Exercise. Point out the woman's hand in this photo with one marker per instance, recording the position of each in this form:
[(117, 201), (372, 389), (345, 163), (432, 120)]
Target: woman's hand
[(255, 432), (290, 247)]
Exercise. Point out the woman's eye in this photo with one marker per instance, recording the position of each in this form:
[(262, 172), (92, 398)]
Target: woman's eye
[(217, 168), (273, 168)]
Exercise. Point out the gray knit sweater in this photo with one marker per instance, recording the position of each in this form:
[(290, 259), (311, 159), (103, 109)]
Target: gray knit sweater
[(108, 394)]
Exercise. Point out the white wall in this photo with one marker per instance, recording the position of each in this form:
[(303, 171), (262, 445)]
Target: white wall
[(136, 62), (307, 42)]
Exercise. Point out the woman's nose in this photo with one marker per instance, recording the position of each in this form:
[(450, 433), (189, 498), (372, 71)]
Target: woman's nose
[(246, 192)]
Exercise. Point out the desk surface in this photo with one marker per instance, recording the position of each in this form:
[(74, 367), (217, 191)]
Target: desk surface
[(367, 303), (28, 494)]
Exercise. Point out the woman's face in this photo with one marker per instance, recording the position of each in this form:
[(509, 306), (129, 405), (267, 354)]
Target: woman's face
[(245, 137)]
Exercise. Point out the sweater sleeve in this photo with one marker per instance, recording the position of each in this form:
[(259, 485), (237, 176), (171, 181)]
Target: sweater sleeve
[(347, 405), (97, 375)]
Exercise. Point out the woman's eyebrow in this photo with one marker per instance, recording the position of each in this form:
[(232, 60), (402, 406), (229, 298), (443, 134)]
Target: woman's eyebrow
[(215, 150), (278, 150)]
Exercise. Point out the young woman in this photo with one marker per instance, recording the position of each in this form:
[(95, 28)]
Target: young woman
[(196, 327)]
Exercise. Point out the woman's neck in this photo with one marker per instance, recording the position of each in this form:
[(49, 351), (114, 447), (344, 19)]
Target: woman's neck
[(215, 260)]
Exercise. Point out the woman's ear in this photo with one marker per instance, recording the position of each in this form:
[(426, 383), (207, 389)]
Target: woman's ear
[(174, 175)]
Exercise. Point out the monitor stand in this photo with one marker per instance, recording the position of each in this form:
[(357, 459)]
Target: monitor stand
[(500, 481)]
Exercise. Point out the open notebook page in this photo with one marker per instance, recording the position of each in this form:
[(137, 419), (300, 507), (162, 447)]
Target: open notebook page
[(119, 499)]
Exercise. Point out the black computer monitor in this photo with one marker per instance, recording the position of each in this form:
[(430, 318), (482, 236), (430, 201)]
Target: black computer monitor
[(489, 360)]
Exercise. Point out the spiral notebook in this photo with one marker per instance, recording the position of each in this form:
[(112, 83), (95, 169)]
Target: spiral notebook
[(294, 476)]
-.-.-
* [Directions]
The whole listing above must be copied exactly.

* [Expected answer]
Exercise. Point out the woman's hand in this photo with one marker per instance, recording the position of each in this form:
[(117, 201), (372, 389), (345, 163), (432, 120)]
Target: woman's hand
[(255, 432), (290, 247)]
Exercise. Point out the woman's eye in this photo with one marker per instance, recording the position of each in this form:
[(262, 172), (92, 398)]
Target: woman's eye
[(217, 168), (273, 168)]
Exercise. Point out the gray knit sweater in this photo with one marker per instance, recording the position of each in this form:
[(290, 259), (311, 159), (103, 109)]
Target: gray knit sweater
[(108, 394)]
Exercise. Point out the white wall in this photo with one marker per instance, recording the position of each in this form:
[(303, 171), (262, 445)]
Target: white wall
[(136, 62), (307, 42)]
Exercise. Point out the woman's nose in this photo with one marker per instance, recording the position of each in this form:
[(450, 433), (189, 498), (372, 71)]
Target: woman's nose
[(246, 192)]
Exercise. Point out the desk surface in this photo with one marker per instance, recording the position of each in this form:
[(74, 367), (217, 191)]
Target: desk surface
[(367, 303), (28, 494)]
Exercise. Point out the woman's face in this photo with one marker per instance, recording the position of each in this form:
[(509, 306), (129, 405), (267, 354)]
Target: woman's face
[(245, 137)]
Exercise. Point out the sweater sleeve in this photo with one marker per instance, recording the position of each in this form:
[(259, 485), (237, 176), (171, 181)]
Target: sweater sleeve
[(347, 405), (97, 375)]
Exercise. Point out the woman's eyebrow in this photo with one marker per instance, recording the position of each in this form:
[(232, 60), (402, 406), (229, 298), (443, 134)]
Target: woman's eyebrow
[(215, 150), (278, 150)]
Exercise. Point out the young woman in this photo with one marker per instance, recording the position of each in this form:
[(95, 28)]
Target: young woman
[(196, 327)]
Exercise. Point out the woman's neck in this photo with one marker per instance, recording the position of each in this form:
[(49, 351), (114, 447), (344, 19)]
Target: woman's neck
[(215, 260)]
Exercise. Point out the woman's ear in this photo with one marker per instance, recording the position of each in this form:
[(426, 383), (207, 389)]
Target: woman's ear
[(174, 175)]
Exercise. Point out the monitor stand in this photo with one marker per instance, recording the position of each in this form:
[(357, 459)]
Target: monitor stand
[(500, 481)]
Exercise. Point out the open notebook page in this photo with one marker per instance, recording the position of each in this form:
[(137, 419), (300, 507), (162, 447)]
Target: open notebook page
[(119, 499)]
Exercise. Point out the black computer monitor in this photo with one marker per instance, recording the position of each in this form:
[(430, 318), (482, 236), (430, 201)]
Target: black computer monitor
[(489, 360)]
Exercise. Point out the spiral notebook in this photo with one marker per instance, recording the position of each in this form:
[(112, 83), (95, 169)]
Target: spiral notebook
[(294, 476)]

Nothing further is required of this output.